» **Supplied information**:
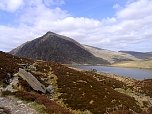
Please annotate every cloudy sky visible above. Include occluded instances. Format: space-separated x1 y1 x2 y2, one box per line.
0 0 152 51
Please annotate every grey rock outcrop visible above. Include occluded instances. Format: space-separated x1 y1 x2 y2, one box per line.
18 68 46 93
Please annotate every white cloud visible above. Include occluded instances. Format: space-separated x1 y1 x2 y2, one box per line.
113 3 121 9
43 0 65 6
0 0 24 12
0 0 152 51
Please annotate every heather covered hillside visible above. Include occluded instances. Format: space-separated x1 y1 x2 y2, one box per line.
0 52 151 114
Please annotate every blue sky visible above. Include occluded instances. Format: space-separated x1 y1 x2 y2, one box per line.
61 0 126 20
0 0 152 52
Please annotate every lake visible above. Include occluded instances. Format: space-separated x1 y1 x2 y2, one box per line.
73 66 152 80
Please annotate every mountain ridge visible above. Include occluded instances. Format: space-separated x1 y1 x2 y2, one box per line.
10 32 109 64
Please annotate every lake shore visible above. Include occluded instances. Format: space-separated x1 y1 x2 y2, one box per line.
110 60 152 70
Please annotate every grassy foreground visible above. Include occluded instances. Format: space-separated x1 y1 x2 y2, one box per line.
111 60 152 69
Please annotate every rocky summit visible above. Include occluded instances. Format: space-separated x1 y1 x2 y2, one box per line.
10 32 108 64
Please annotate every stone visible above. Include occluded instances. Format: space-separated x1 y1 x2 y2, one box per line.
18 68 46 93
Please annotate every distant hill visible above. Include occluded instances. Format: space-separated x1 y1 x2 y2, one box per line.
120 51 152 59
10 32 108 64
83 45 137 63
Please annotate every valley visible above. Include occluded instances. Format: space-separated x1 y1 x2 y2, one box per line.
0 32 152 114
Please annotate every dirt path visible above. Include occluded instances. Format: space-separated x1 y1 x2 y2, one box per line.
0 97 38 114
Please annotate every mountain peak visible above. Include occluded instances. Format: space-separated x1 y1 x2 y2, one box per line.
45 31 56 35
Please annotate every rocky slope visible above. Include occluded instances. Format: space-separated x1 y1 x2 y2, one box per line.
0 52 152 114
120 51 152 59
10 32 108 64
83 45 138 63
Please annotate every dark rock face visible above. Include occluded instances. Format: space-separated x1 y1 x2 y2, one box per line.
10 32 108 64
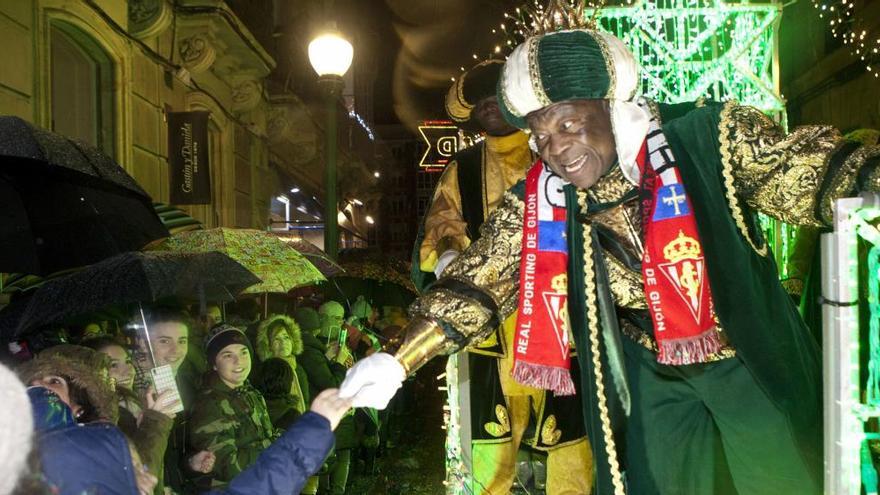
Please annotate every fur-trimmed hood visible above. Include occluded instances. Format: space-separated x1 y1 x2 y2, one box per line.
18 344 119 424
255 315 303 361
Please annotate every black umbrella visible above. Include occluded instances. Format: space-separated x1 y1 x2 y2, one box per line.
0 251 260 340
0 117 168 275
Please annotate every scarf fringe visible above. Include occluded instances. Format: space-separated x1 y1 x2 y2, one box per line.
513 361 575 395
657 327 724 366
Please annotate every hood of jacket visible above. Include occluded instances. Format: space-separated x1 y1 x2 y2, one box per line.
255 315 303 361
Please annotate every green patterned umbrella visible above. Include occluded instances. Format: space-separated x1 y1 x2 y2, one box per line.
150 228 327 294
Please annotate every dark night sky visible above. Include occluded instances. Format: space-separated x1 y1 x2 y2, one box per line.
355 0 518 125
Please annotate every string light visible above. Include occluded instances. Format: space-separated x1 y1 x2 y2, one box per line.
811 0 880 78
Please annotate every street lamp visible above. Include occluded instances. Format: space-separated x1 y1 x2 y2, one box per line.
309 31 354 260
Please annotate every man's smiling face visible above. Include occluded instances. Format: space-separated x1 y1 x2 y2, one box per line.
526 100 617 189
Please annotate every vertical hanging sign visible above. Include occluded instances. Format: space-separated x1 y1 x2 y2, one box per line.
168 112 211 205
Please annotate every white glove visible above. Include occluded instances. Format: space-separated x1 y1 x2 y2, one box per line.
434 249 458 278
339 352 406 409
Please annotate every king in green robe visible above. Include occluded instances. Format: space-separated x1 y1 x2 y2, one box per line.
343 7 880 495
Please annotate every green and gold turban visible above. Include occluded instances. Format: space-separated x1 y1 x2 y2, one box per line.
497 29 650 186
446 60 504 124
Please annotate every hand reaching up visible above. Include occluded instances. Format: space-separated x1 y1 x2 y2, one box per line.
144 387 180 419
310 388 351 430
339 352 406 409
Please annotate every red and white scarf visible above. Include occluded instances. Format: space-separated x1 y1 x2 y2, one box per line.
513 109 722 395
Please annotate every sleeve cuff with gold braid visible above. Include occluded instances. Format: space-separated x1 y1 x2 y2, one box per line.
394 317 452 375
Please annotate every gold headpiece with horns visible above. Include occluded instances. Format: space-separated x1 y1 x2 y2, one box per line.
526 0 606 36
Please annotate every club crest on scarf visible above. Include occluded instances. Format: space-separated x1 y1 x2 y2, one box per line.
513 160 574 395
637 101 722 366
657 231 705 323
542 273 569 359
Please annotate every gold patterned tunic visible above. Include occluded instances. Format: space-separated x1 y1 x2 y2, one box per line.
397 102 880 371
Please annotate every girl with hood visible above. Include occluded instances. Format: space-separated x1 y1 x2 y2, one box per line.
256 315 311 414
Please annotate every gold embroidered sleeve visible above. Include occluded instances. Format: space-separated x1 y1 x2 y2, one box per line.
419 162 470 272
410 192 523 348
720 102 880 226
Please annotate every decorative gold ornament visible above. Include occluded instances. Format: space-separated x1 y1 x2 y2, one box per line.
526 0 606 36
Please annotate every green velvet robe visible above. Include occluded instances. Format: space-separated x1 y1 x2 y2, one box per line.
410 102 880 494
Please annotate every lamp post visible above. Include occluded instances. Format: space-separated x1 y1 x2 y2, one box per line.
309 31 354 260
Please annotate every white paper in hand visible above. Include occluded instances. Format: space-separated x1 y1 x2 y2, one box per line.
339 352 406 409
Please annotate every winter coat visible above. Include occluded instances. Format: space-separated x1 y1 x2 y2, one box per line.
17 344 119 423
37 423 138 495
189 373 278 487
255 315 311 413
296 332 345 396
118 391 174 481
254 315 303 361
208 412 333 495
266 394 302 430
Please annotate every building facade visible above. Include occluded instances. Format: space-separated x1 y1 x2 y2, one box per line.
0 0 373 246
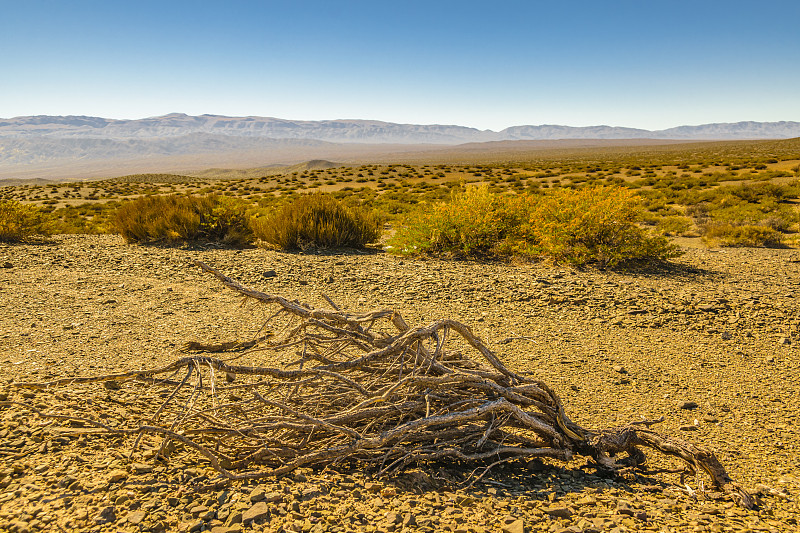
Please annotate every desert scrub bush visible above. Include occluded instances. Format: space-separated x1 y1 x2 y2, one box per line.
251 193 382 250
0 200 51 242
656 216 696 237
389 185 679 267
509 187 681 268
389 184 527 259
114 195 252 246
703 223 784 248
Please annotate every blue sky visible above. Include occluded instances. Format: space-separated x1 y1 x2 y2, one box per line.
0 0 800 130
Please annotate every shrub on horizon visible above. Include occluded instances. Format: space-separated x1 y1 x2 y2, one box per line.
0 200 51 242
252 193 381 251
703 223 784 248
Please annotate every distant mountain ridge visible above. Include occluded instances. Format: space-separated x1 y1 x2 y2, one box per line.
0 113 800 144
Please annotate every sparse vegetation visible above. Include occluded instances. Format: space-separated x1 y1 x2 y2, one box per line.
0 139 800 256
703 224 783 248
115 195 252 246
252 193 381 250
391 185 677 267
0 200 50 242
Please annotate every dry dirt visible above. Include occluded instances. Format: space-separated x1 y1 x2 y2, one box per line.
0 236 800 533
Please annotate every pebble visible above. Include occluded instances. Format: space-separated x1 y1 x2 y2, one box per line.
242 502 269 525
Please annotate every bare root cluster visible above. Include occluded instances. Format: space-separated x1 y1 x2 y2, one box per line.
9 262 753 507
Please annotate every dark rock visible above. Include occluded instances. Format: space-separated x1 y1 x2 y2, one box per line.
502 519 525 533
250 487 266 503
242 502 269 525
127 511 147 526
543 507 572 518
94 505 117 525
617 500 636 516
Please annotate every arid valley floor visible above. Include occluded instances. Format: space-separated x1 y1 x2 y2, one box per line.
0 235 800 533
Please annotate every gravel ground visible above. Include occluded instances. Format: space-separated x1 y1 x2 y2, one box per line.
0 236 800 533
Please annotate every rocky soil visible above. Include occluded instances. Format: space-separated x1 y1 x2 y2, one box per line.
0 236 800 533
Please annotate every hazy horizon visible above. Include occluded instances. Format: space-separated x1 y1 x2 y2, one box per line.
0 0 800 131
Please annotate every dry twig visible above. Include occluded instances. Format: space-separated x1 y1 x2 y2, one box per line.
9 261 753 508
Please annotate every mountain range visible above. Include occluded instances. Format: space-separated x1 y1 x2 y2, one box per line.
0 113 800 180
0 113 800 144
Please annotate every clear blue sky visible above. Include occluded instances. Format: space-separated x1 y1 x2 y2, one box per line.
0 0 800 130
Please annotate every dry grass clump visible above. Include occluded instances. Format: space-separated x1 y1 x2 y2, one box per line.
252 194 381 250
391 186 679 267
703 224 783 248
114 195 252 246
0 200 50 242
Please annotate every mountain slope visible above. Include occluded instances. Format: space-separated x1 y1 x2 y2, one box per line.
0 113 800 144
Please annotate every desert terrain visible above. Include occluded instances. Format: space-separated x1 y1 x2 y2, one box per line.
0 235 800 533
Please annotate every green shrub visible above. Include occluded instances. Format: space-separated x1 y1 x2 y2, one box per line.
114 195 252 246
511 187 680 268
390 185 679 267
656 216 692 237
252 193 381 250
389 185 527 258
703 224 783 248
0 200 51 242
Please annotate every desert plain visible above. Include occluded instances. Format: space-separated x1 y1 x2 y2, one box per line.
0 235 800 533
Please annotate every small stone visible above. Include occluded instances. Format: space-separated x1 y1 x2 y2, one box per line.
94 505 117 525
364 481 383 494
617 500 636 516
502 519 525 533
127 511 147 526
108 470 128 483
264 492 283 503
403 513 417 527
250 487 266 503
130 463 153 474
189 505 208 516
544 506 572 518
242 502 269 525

* * *

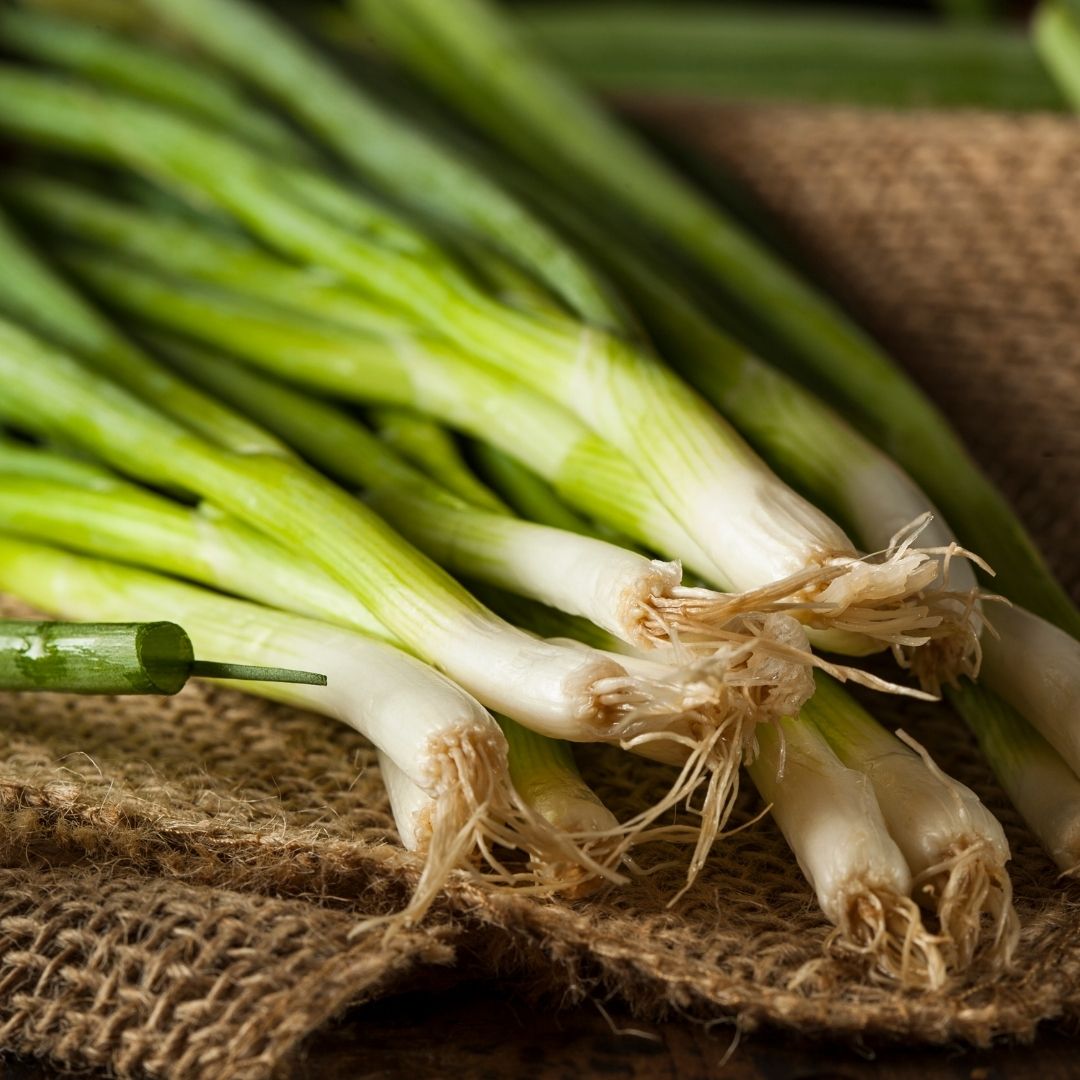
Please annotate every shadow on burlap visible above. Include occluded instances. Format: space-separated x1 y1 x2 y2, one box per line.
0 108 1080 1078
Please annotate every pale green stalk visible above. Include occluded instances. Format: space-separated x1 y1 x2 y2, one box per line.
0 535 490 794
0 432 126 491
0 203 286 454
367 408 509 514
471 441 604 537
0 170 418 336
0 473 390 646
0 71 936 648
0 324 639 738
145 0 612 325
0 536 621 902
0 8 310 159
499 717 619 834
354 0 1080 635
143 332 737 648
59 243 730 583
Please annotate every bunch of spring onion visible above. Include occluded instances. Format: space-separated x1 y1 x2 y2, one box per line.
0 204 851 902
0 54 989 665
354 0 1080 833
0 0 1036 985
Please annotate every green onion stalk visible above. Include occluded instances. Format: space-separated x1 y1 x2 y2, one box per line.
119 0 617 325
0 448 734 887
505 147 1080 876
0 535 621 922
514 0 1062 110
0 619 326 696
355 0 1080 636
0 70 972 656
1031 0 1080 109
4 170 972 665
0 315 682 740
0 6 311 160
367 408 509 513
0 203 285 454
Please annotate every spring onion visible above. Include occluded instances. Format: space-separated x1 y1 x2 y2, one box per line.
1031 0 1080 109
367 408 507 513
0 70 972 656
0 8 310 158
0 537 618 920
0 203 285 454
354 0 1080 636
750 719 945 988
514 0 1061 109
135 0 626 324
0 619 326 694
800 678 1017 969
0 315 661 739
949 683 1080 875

---

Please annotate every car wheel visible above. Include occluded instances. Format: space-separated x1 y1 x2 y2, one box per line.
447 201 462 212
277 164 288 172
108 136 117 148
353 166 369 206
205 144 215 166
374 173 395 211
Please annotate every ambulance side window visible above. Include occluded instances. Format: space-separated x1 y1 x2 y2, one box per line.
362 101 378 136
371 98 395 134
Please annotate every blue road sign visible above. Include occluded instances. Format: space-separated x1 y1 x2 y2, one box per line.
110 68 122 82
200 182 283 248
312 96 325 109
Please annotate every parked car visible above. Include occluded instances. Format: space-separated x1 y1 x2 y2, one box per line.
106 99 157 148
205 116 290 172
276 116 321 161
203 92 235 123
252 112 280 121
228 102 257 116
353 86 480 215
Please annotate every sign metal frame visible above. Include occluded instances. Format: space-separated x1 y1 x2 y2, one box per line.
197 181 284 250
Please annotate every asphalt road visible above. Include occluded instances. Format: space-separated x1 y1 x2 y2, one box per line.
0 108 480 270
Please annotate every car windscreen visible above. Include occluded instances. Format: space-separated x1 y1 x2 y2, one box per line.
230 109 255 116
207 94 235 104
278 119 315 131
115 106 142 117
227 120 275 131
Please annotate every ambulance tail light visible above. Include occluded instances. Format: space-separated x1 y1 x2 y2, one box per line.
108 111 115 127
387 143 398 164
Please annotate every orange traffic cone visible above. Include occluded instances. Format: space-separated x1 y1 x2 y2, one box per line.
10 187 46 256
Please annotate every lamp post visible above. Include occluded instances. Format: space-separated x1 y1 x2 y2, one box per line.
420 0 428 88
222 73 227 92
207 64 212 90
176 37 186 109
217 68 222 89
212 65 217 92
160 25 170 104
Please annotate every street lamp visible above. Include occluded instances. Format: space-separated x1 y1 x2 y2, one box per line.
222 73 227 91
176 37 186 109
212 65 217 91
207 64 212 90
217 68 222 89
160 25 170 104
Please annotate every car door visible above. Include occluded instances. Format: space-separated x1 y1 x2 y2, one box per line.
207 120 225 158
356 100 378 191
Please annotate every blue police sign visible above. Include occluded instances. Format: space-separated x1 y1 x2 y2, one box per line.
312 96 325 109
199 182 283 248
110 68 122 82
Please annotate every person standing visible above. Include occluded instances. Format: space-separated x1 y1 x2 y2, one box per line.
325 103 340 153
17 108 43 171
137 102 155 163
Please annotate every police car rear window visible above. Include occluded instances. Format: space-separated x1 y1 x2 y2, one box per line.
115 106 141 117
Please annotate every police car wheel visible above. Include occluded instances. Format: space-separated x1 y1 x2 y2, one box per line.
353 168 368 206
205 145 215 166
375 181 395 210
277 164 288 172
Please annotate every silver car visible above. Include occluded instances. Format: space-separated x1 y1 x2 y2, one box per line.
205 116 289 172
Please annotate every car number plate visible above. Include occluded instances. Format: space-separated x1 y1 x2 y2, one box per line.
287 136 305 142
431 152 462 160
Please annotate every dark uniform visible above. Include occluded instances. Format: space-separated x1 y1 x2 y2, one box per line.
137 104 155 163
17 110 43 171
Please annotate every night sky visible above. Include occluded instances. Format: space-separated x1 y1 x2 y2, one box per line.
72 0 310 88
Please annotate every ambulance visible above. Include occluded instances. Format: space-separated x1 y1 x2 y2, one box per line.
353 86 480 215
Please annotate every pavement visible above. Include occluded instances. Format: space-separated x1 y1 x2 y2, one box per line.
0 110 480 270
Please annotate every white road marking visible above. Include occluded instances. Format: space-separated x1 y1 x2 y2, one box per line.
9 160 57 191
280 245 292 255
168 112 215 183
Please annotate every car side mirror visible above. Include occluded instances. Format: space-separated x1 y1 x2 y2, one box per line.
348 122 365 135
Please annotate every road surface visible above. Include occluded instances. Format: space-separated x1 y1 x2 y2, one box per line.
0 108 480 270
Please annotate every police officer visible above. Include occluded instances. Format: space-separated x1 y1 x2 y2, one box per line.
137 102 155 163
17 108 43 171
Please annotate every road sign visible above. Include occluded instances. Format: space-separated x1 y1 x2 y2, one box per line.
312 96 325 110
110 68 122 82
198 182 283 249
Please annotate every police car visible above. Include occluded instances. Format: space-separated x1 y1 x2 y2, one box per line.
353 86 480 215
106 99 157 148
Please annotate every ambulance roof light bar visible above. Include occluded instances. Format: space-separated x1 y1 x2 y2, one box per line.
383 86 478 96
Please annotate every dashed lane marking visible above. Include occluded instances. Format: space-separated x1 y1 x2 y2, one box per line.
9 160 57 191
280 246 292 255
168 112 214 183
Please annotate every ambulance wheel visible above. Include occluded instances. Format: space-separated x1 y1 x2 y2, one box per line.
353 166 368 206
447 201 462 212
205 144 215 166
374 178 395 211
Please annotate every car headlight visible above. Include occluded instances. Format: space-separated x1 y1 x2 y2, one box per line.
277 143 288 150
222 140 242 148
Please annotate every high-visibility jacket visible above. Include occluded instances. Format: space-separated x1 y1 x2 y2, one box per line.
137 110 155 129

» **Instruction**: Please return, unchanged, the part of the entries above that opens with the line containing "Please annotate every pavement" and closes with the line containing "168 112 215 183", including both of those lines.

» **Answer to the exercise**:
Please annotate every pavement visible above. Include occluded instances. Format: space-separated x1 y1 x2 y2, one box per line.
0 110 480 270
Please annotate every white road marking visible above. Include occluded instances. Format: space-separated x1 y1 x2 y2, one box per line.
9 160 57 191
280 245 292 255
168 112 215 183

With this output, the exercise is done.